■ **Request**
Repeat word for word the part of the filing excerpt that runs from "In connection with" to "and pre-existing conditions.".

■ **Selected passage**
—————

Of this amount, $142,000 and $212,000 represented reimbursement for the services
of Messrs. Armstrong and Pefanis, respectively, as officers of our general
partner.

  In December 1999, following the losses we incurred as a result of the
unauthorized trading activity by a former employee, our general partner loaned
us approximately $114.0 million. This subordinated debt is due not later than
November 30, 2005. Funding to our general partner for these loans was provided
by Plains Resources. See Item 7. - "Management's Discussion and Analysis of
Financial Condition and Results of Operations - Liquidity and Capital
Resources".

 Indemnity from Our General Partner

  In connection with the acquisition of the All American Pipeline and the SJV
Gathering System in July 1998, Wingfoot agreed to indemnify our general partner
for certain environmental and other liabilities. The indemnity is subject to
limits of:

  .  $10.0 million with respect to matters of corporate authorization and title
     to shares;
  .  $21.5 million with respect to condition of rights-of-way, lease rights and
     undisclosed liabilities and litigation; and
  .  $30.0 million with respect to environmental liabilities resulting from
     certain undisclosed and pre-existing conditions.

                                       44
<PAGE>

  Wingfoot has no liability, however, until the aggregate amount of losses, with
respect to each such category exceeds  $1.0 million. These indemnities will
remain in effect until July 2000, with the exception of the environmental
indemnity, which will remain in effect until July 2001. However, upon the
transfer to an unaffiliated third party of a major portion of the assets
acquired from Wingfoot, the indemnities automatically terminate. The
environmental indemnity is also subject to certain sharing ratios which change
based on whether the claim is made in the first, second or third year of the
indemnity as well as the amount of such claim. We have also agreed to be solely
responsible for the cumulative aggregate amount of losses resulting from the oil
leak from the All American Pipeline to the extent such losses do not exceed
$350,000. Any costs in excess of $350,000 will be applied to the $1.0 million
deductible for the Wingfoot environmental indemnity. Our general partner has
agreed to indemnify us for environmental and other liabilities to the extent it
is indemnified by Wingfoot.  However, if the sale of the linefill from the All
American Pipeline and the subsequent sale of such pipeline to EPNG Pipeline
Company are construed to constitute a sale of a major portion of the assets
acquired from Wingfoot, the indemnities by Wingfoot will terminate. See Items 1.
and 2. - "Business and Properties - Acquisitions and Dispositions - All American
Pipeline Linefill Sale and Asset Disposition".

—————

■ **Stored data**
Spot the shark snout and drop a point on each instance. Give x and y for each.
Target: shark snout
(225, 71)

—————

■ **Task output**
In connection with the acquisition of the All American Pipeline and the SJV
Gathering System in July 1998, Wingfoot agreed to indemnify our general partner
for certain environmental and other liabilities. The indemnity is subject to
limits of:

  .  $10.0 million with respect to matters of corporate authorization and title
     to shares;
  .  $21.5 million with respect to condition of rights-of-way, lease rights and
     undisclosed liabilities and litigation; and
  .  $30.0 million with respect to environmental liabilities resulting from
     certain undisclosed and pre-existing conditions.